Start of Excerpted text
When you think of banks, the first and foremost services that is synonymous with banks is a savings account. Having a savings account today is officially the safest place to save your money. If you’re one of those who still hide money under your mattress, then surely you’ve been living under a rock.
Having a good savings account balance also plays a vital role in helping you make money. Here’s how.
A savings account is a version of a bank account that allows you to store your money securely. By depositing money in a savings account, you may earn a small profit over time based on the interest rate the bank offers. Savings accounts are a convenient way to store your money in a bank, given that they protect your money against inflation and offer a higher degree of liquidity than most investments.
But why is it that we must lean on the banking system in order to save our money? Why not just keep some cash aside each month?
Technically, you could save a portion of your cash every month. Over time, this should build up into a substantial pool of wealth that you could draw upon in times of need. The cash-saving strategy has one glaring problem, though - a loss in purchasing power.
Let me explain- if you were to save Rs 10,000 cash each year over a period of ten years, you should have saved around Rs 1,00,000. This is a step in the right direction, but having Rs 1,00,000 today vs having it five years from now are two entirely different things. This is because the cost of goods and services tends to increase over time.
For example: If a box of a dozen mangoes is Rs 1000 in 2022, you could buy 100 boxes with Rs 1,00,000. However, let's say in the year 2032, a box of a dozen mangoes costs Rs 1250. Now the same Rs 1,00,000 would allow you to buy only 80 boxes. Inflation has caused the price of mangoes to go up, and as a result, your money’s purchasing power has decreased.
Well, then how do we combat this problem of decreasing purchase power over time? There are several ways to save your money smartly or invest them in combating the problem of inflation.
You could invest money in the financial markets and grow your money at a rate higher than the rate of inflation. This would mean that not only have you beat the rising prices, but you’ve also made more money than before. The problem is that financial markets can be quite volatile, and while you make more money, there’s also a chance that you could lose a lot of money if you’re inexperienced or if the market is in a low phase.
This is where savings accounts come in. They are generally a lot more stable long term than financial markets. While you might not be able to make as much money through them as a stock market investment, they are a great hedge for inflation. The money stored in a savings account is also more easily accessible than a market investment.
The one golden rule to keep in mind is that as long as the bank's interest rate on their savings account is higher than the current inflation rate, your money’s purchasing power will increase over time.
How a savings account helps protect your purchasing power over time
Now that we’ve established the need and importance of savings accounts when it comes to storing our money, let's discuss some of the advantages of having a savings account.
End of Excerpted text
### Exercises
(a) Copy the savings account text word for word, from "This is where" to "a market investment.".
(b) Answer these questions from the savings account text:
(i) How much cash is set aside each year in the ten-year saving example?
(ii) In the mango example, what does a box of a dozen mangoes cost in 2032?
(iii) Under the golden rule, what must be higher than the current inflation rate for your money's purchasing power to increase?
Start of Entries shown
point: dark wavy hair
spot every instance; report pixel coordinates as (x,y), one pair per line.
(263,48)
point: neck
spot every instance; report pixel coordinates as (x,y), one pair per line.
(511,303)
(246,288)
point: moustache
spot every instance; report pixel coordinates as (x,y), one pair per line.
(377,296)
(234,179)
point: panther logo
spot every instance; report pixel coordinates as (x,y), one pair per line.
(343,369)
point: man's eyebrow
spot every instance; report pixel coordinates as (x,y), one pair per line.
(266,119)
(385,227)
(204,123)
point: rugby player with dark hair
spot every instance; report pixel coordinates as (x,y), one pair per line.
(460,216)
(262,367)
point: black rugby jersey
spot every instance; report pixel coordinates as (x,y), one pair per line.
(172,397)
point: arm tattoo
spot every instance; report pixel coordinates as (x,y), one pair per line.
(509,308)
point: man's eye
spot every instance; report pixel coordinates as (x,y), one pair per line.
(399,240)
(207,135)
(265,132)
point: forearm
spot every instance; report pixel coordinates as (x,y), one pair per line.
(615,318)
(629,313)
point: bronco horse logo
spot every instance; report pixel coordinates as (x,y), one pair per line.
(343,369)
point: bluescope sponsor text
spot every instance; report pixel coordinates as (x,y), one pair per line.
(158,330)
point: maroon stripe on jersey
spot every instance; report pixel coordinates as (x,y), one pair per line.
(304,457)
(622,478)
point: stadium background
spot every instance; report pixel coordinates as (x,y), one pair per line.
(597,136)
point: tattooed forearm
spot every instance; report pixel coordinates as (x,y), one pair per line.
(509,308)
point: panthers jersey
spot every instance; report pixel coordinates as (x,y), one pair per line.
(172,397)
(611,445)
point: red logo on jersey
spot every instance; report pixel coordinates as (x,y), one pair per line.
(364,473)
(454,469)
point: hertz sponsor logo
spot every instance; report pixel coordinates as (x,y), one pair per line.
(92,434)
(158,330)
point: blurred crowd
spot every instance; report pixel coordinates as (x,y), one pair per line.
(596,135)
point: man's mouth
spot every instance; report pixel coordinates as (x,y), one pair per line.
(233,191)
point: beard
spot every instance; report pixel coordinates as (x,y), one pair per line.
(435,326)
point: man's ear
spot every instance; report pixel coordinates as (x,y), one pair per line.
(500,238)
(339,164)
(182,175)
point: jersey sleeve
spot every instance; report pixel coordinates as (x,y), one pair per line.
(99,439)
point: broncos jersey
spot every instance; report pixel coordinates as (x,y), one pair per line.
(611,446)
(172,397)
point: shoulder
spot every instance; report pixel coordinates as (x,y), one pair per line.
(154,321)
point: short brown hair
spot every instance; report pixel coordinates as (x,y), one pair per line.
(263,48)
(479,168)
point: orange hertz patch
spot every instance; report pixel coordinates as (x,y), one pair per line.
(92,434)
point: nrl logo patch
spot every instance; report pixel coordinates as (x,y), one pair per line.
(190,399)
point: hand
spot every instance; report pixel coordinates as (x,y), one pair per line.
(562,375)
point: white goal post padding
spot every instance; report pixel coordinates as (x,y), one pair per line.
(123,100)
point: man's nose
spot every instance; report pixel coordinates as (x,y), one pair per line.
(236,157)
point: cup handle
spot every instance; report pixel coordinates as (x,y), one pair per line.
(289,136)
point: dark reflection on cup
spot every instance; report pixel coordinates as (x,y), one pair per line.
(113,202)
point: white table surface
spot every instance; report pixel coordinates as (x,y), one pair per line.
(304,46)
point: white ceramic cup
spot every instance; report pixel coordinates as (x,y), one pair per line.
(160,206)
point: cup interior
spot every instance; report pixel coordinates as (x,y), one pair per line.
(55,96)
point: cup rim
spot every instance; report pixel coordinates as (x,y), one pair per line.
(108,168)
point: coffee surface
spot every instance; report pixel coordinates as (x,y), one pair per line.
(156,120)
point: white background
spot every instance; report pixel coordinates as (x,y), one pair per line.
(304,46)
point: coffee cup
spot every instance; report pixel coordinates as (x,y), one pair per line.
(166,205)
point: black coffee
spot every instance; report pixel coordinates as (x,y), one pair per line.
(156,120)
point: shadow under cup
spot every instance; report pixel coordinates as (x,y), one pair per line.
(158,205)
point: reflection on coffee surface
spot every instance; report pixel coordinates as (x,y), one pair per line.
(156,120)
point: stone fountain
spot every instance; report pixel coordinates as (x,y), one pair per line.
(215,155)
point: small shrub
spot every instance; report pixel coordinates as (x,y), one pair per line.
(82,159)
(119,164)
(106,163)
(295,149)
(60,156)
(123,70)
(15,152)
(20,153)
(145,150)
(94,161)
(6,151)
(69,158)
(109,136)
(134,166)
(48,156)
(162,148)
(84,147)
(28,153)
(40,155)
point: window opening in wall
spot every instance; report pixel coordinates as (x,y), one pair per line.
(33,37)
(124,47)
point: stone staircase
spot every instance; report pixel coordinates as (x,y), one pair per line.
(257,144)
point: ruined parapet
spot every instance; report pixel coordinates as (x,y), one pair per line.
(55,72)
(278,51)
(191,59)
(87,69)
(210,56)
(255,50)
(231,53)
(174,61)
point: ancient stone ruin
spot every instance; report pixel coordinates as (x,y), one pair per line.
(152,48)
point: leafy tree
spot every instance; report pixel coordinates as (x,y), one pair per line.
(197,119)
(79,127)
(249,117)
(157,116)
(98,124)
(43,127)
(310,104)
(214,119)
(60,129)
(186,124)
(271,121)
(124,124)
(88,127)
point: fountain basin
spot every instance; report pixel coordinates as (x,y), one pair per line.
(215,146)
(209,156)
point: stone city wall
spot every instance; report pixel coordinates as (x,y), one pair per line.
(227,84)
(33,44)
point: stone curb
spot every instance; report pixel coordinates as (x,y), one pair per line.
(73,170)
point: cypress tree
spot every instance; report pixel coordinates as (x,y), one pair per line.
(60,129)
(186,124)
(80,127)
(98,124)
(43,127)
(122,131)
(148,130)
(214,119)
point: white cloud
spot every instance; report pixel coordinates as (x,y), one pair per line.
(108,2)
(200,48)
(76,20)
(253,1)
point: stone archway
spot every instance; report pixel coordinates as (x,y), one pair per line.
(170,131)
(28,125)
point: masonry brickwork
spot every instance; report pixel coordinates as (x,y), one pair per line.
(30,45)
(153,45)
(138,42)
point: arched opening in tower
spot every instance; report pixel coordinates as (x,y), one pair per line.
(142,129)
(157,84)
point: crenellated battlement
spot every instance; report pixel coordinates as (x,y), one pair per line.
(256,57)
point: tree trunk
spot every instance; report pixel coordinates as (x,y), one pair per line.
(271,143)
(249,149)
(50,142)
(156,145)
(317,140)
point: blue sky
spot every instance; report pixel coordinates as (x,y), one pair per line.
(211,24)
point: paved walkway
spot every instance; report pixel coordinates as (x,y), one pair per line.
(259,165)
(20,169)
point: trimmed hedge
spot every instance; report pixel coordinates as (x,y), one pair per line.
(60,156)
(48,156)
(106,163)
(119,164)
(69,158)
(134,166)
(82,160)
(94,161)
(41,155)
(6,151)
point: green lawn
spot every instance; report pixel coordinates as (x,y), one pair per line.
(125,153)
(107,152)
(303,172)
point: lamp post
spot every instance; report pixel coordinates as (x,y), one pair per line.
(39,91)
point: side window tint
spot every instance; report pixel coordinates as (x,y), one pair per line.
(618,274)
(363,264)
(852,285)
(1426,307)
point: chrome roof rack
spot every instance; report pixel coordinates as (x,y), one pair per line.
End of Entries shown
### Problem solutions
(a)
This is where savings accounts come in. They are generally a lot more stable long term than financial markets. While you might not be able to make as much money through them as a stock market investment, they are a great hedge for inflation. The money stored in a savings account is also more easily accessible than a market investment.

(b)
(i) Rs 10,000.
(ii) Rs 1250.
(iii) The bank's interest rate on its savings account.